#### Extrait
________________

De combien de livres étoit composé le canon des Ecritures divines chez les Juifs, & quels étoient ces livres. Troisieme question, dont la solution servira d’éclaircissement & d’appui aux deux questions précédentes. Les Juifs ont toûjours composé leur canon de vingt-deux livres, ayant égard au nombre des lettres de leur alphabet dont ils faisoient usage pour les désigner, selon l’observation de S. Jérôme, dans son prologue général ou défensif. Quelques rabbins en ont compté vingt-quatre ; d’autres vingt-sept ; mais ces différens calculs n’augmentoient ni ne diminuoient le nombre réel des livres ; certains livres divisés en plusieurs parties y occupoient seulement plusieurs places.

________________

#### Objectifs
A) Traduisez en anglais, s'il vous plaît, la phrase suivante de l'extrait : « Les Juifs ont toûjours composé leur canon de vingt-deux livres, ayant égard au nombre des lettres de leur alphabet dont ils faisoient usage pour les désigner, selon l’observation de S. Jérôme, dans son prologue général ou défensif. »
B) Résumez l'extrait en deux phrases.
C) D'après l'extrait, pourquoi les comptes de vingt-quatre ou de vingt-sept livres avancés par certains rabbins ne modifiaient-ils pas le nombre réel des livres du canon ?

________________

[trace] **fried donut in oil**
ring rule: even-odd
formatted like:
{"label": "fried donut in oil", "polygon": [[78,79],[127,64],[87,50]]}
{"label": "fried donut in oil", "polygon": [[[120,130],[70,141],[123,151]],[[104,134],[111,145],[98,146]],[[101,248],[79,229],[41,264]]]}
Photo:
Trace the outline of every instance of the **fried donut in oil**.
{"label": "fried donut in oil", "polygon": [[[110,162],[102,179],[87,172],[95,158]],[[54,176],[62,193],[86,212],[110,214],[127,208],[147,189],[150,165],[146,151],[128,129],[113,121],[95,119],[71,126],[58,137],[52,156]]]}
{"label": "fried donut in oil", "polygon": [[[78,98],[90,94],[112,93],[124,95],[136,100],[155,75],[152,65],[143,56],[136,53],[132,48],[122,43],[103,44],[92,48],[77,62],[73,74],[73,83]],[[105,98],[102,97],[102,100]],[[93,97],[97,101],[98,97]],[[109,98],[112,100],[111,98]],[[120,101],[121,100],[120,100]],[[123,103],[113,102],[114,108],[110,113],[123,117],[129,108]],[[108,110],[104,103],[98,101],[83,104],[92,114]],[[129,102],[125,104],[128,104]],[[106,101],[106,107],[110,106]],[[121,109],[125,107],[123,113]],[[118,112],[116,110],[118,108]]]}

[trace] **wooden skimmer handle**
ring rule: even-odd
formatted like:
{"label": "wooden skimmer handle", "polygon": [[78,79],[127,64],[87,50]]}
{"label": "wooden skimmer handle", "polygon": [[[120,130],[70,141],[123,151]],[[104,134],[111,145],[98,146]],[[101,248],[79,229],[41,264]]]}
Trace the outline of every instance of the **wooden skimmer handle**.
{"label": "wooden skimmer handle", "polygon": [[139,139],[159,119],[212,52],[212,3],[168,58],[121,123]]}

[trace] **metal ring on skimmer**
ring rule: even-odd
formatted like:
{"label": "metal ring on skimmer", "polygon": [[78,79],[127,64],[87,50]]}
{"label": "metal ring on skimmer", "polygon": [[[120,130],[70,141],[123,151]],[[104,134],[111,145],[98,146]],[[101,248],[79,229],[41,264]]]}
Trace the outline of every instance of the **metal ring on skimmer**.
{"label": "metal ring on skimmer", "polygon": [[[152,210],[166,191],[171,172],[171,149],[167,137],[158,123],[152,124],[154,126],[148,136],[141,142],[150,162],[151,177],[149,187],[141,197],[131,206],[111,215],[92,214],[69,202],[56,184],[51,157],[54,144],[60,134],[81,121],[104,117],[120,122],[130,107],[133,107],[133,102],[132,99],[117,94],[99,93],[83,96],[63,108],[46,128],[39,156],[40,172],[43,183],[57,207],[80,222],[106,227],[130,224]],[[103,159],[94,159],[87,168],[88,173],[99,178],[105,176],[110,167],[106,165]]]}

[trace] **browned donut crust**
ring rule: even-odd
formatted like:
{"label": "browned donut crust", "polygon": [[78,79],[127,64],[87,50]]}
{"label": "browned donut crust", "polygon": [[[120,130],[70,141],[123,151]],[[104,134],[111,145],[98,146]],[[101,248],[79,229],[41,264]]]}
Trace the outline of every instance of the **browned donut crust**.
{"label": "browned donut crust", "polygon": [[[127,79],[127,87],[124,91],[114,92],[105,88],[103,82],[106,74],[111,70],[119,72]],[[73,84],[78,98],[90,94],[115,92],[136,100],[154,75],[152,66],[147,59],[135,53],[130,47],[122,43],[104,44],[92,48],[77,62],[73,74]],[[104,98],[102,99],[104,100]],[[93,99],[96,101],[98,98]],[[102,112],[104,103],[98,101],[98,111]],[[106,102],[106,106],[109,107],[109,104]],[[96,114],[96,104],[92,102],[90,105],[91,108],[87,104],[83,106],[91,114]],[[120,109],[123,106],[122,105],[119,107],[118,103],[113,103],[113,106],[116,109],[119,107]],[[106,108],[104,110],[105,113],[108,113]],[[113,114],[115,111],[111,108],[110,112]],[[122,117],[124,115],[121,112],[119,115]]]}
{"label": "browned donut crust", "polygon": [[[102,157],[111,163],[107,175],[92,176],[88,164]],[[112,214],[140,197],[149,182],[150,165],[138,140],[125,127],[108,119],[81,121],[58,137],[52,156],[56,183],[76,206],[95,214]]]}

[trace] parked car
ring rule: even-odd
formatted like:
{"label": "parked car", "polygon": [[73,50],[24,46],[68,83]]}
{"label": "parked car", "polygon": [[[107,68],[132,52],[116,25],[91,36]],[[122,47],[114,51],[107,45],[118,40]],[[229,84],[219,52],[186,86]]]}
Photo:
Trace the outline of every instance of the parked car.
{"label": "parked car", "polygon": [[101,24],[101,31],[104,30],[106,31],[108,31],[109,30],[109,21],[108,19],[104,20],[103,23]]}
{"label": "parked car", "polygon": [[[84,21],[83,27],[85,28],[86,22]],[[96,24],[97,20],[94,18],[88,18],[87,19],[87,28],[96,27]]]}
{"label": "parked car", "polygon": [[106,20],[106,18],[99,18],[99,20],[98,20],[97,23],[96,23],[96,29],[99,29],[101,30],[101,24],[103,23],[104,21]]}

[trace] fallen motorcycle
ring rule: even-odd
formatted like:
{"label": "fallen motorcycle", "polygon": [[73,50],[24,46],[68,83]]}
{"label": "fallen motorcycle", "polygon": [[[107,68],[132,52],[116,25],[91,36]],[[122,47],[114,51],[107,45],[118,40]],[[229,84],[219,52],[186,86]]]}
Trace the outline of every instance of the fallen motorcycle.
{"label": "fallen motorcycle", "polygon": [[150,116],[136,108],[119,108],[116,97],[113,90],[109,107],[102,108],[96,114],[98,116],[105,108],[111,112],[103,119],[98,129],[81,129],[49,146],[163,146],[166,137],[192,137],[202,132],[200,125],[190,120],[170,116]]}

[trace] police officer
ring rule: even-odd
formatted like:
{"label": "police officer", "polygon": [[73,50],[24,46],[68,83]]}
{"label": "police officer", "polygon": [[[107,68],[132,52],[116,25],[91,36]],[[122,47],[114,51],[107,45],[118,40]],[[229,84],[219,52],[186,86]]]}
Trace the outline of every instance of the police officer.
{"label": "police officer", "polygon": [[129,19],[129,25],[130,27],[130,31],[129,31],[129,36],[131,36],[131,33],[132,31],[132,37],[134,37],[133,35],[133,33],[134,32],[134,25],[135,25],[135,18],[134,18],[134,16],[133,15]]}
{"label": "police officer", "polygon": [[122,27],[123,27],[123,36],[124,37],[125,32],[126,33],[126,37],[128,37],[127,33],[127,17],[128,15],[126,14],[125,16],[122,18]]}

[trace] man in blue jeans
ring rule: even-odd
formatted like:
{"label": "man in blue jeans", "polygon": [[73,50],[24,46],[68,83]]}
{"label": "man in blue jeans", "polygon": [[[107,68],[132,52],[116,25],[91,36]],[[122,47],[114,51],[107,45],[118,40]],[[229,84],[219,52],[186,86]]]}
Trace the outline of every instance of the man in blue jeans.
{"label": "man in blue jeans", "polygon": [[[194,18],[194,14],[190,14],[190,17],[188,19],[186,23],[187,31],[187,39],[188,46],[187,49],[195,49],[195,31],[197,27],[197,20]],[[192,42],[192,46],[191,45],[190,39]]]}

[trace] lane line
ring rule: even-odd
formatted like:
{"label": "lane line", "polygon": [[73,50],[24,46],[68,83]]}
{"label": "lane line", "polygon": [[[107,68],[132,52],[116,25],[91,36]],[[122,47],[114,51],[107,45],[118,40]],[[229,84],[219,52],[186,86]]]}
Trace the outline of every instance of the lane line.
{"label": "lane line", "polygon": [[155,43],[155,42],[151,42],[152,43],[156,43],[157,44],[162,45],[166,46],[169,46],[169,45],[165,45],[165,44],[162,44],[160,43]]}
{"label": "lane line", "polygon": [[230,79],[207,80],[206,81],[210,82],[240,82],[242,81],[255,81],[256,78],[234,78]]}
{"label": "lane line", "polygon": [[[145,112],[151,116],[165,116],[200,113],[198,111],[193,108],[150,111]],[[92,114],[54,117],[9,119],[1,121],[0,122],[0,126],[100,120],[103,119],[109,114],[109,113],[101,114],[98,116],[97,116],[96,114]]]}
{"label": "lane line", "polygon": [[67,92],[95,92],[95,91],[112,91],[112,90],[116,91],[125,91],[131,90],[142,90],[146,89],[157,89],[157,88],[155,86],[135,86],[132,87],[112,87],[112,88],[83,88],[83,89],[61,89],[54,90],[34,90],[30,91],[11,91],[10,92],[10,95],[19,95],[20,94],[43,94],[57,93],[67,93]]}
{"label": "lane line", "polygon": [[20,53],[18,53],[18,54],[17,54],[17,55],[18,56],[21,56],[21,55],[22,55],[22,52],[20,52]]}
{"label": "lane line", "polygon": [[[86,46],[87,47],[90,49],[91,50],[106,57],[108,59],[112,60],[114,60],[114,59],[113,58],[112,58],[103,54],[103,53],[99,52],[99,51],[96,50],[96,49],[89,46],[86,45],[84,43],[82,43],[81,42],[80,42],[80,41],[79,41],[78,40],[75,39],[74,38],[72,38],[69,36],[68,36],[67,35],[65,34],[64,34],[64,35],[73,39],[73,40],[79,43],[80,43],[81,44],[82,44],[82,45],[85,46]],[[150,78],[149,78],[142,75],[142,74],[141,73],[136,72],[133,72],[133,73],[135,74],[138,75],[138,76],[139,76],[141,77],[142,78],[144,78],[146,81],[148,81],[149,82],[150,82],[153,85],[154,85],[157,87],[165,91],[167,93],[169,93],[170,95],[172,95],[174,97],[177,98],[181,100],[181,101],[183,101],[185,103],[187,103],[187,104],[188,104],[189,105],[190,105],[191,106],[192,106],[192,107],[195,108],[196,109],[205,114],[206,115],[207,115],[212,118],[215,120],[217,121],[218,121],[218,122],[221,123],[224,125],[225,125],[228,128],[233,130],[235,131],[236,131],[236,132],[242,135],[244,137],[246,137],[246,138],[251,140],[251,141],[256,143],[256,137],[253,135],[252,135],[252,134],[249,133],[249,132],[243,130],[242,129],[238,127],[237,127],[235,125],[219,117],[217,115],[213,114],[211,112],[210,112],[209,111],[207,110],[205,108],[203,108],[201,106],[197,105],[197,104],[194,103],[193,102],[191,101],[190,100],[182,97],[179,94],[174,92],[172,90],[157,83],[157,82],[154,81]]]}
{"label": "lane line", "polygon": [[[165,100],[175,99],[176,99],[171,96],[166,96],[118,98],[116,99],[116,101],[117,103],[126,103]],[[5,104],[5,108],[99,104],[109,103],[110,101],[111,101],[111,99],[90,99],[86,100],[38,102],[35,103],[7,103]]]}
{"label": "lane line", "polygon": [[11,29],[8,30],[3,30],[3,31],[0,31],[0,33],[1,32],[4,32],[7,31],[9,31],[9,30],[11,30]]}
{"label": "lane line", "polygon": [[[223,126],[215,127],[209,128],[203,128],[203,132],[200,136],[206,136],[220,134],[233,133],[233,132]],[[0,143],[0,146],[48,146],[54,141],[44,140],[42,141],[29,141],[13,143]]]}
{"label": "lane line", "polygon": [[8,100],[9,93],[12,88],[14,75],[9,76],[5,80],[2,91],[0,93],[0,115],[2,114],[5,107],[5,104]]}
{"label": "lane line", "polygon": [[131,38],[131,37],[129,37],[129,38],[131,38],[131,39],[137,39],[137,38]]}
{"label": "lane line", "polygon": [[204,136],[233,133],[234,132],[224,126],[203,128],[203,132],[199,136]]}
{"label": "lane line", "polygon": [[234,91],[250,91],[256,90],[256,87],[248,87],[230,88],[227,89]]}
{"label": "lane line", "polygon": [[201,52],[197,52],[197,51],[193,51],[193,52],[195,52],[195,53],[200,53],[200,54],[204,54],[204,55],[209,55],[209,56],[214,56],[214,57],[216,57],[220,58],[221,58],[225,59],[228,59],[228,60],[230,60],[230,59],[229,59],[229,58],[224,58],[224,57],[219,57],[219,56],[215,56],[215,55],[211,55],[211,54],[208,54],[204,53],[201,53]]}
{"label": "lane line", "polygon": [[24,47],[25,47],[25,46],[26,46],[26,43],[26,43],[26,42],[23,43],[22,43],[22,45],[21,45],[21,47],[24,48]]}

________________

#### Solutions
A) The Jews always made up their canon of twenty-two books, in keeping with the number of letters of their alphabet, which they used to designate them, according to the observation of St. Jerome in his general or defensive prologue.

B) Les Juifs ont toujours composé leur canon des Écritures de vingt-deux livres, selon le nombre des lettres de leur alphabet qui servaient à les désigner, comme l'observe saint Jérôme. Certains rabbins en ont compté vingt-quatre ou vingt-sept, mais ces calculs ne changeaient pas le nombre réel des livres, car certains livres divisés en plusieurs parties y occupaient seulement plusieurs places.

C) Ces comptes ne modifiaient pas le nombre réel des livres, parce que certains livres, divisés en plusieurs parties, occupaient simplement plusieurs places dans le décompte.